### List of tasks
1. In the temple-visit account, what is Kinkaku-ji completely covered in?
2. Extend the temple-visit account past its final sentence with one or two more paragraphs in the same voice.

### Document text
** START **

I woke up on Saturday to discover that a monsoon had descended on the city. This didn't put me off sightseeing though and actually helped to cool down the air a bit. Unfortunately, the rain added to the humidty, offsetting any good it had done by making everything damp and sticky. It also made taking photos very difficult as I kept getting tiny water droplets on my lense everytime I pointed the camera up, which was generally where everything I wanted to take a photo of was. Oh well.

I got the bus to Kinkaku-ji, or 'The Golden Pavilion'. This temple is incredible - it sits in the middle of an ancient, man-made pond and is completely covered in gold leaf. When it's sunny, it must be blinding to look at!

My next stop, Ryotoku-ji, was a short walk away. It is famous for its really old zen garden:

I thought that these trees were pretty cool, too:

I then walked further out and went to visit Ninna-ji - this was my favourite temple of the day because I wanted to move into the palace part of it. This is a series of beautiful, old Japanese buildings that are all connected by open walkways and surrounded by perfect bonsai and zen gardens.

Within the temple complex (it covers a huge area), there are loads of other buildings and shrines, including a five-storey pagoda.

** END **

### Dataset entries
** START **

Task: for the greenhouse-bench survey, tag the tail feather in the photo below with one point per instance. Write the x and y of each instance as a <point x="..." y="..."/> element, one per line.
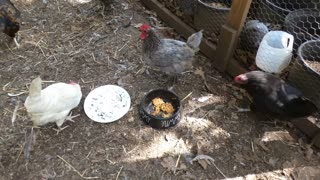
<point x="194" y="40"/>
<point x="35" y="87"/>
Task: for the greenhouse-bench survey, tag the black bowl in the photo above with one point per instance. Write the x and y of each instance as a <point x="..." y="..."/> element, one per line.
<point x="158" y="122"/>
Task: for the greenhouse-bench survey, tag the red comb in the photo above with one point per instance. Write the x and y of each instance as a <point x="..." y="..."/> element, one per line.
<point x="72" y="83"/>
<point x="237" y="78"/>
<point x="144" y="27"/>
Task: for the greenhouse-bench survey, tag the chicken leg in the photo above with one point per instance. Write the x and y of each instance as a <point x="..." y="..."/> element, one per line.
<point x="68" y="118"/>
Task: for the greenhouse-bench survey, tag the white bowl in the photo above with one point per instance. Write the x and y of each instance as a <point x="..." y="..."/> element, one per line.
<point x="107" y="103"/>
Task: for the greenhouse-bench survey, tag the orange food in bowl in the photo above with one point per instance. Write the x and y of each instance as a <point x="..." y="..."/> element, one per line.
<point x="160" y="107"/>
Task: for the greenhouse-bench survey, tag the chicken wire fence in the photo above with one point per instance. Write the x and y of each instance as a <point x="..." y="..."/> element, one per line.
<point x="282" y="37"/>
<point x="271" y="37"/>
<point x="208" y="15"/>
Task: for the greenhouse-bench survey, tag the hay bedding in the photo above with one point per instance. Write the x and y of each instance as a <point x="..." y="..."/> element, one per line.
<point x="96" y="45"/>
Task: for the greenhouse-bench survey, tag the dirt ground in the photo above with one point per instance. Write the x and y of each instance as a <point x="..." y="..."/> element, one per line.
<point x="95" y="46"/>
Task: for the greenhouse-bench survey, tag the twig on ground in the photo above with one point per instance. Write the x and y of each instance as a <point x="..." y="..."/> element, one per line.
<point x="74" y="169"/>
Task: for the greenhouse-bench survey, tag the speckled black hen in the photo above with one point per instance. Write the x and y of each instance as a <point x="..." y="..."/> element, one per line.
<point x="272" y="94"/>
<point x="8" y="18"/>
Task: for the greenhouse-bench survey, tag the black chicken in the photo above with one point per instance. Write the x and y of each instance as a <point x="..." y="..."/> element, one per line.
<point x="8" y="18"/>
<point x="272" y="94"/>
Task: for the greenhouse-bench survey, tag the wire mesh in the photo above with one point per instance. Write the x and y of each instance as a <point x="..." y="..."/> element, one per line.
<point x="297" y="19"/>
<point x="208" y="15"/>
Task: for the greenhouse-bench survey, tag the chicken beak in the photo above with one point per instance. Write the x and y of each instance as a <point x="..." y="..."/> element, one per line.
<point x="241" y="79"/>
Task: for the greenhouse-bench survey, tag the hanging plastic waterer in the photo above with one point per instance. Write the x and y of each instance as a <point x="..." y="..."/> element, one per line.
<point x="275" y="51"/>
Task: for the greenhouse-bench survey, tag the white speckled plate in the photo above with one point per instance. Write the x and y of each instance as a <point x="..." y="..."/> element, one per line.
<point x="107" y="103"/>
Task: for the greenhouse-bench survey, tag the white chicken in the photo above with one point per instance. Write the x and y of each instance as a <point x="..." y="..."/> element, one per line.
<point x="52" y="104"/>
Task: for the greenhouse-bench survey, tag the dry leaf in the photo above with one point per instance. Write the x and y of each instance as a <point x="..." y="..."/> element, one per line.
<point x="199" y="71"/>
<point x="203" y="163"/>
<point x="308" y="153"/>
<point x="272" y="162"/>
<point x="137" y="25"/>
<point x="169" y="163"/>
<point x="131" y="119"/>
<point x="261" y="144"/>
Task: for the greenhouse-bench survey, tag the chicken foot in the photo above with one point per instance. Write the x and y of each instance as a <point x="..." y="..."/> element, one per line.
<point x="241" y="110"/>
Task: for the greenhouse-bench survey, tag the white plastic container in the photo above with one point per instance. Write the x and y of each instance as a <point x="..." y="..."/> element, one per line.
<point x="275" y="51"/>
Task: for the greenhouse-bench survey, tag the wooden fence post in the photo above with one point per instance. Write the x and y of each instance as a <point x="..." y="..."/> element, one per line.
<point x="230" y="33"/>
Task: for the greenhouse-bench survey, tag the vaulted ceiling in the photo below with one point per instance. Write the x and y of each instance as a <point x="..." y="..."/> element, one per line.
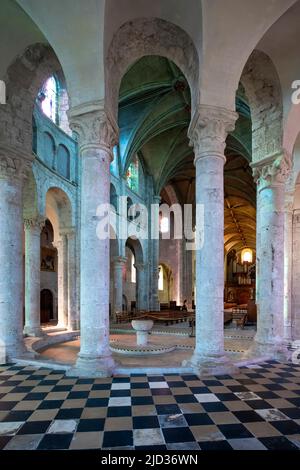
<point x="154" y="115"/>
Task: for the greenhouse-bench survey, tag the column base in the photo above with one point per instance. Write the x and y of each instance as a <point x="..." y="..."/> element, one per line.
<point x="35" y="332"/>
<point x="61" y="326"/>
<point x="93" y="367"/>
<point x="74" y="326"/>
<point x="272" y="350"/>
<point x="13" y="352"/>
<point x="204" y="365"/>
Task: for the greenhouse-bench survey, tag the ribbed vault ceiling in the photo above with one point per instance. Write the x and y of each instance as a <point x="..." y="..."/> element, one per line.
<point x="154" y="115"/>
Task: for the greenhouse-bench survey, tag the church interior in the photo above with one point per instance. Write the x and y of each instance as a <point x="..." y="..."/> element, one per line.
<point x="180" y="331"/>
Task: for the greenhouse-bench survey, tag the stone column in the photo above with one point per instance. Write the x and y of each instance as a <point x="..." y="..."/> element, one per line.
<point x="270" y="175"/>
<point x="119" y="263"/>
<point x="97" y="134"/>
<point x="288" y="261"/>
<point x="13" y="169"/>
<point x="33" y="229"/>
<point x="141" y="287"/>
<point x="70" y="272"/>
<point x="62" y="279"/>
<point x="154" y="300"/>
<point x="208" y="133"/>
<point x="187" y="276"/>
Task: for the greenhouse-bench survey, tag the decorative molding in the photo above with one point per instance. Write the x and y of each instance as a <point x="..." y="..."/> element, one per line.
<point x="94" y="126"/>
<point x="208" y="130"/>
<point x="119" y="261"/>
<point x="273" y="170"/>
<point x="69" y="232"/>
<point x="36" y="223"/>
<point x="14" y="163"/>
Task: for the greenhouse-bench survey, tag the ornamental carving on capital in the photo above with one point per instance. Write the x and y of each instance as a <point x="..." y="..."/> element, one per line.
<point x="94" y="128"/>
<point x="272" y="170"/>
<point x="34" y="223"/>
<point x="13" y="164"/>
<point x="209" y="129"/>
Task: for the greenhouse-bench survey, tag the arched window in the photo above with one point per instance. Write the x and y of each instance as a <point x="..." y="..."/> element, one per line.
<point x="133" y="269"/>
<point x="48" y="98"/>
<point x="160" y="278"/>
<point x="164" y="224"/>
<point x="63" y="161"/>
<point x="132" y="175"/>
<point x="49" y="149"/>
<point x="34" y="136"/>
<point x="247" y="255"/>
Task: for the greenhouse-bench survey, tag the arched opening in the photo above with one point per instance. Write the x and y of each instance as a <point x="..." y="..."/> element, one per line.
<point x="113" y="197"/>
<point x="49" y="150"/>
<point x="47" y="307"/>
<point x="48" y="98"/>
<point x="60" y="214"/>
<point x="63" y="161"/>
<point x="48" y="276"/>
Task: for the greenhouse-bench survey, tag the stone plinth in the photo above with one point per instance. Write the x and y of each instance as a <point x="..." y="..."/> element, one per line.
<point x="142" y="328"/>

** END **

### Set of answers
1. Gold leaf.

2.
The last pace I had time to visit before catching the shinkansen back was Nijo-jo (Nijo Castle). This castle sits in the centre of Kyoto (much like Edinburgh Castle) and is surrounded by ridiculously tall and thick granite walls and a moat. The inside of the palace was amazing, but they didn't let me take any photos :( All of the painted walls, ceilings and screen doors remain intact, as do all the paper walls and carved wooden decorations. The best part that has survived has to be the the 'nightingale floor' that encircles all of the rooms. This floor quietly sqeaks whenever you step on it - it doesn't make a wooden creaking noise, it actually almost sings, hence the name. I thought it was brilliant that it still works perfectly (I have no idea how the noise is created) and it made for fantastic background noise with everyone walking around the palace and looking into the rooms.